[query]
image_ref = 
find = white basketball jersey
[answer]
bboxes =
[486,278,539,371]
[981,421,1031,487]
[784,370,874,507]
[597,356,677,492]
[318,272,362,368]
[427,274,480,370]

**WHAT IS ASKED**
Please format the data above as a Markdown table with two columns, Row and Line. Number each line in Row and leave out any blank lines.

**EXPECTED ANSWER**
| Row | Line |
|---|---|
| 1 | [query] |
| 2 | image_ref =  |
| 3 | find = white basketball jersey |
| 4 | [answer] |
| 5 | bboxes = |
| 6 | [486,278,539,371] |
| 7 | [981,421,1031,487] |
| 8 | [784,370,874,507] |
| 9 | [597,356,677,492] |
| 10 | [318,272,362,368] |
| 11 | [427,274,480,370] |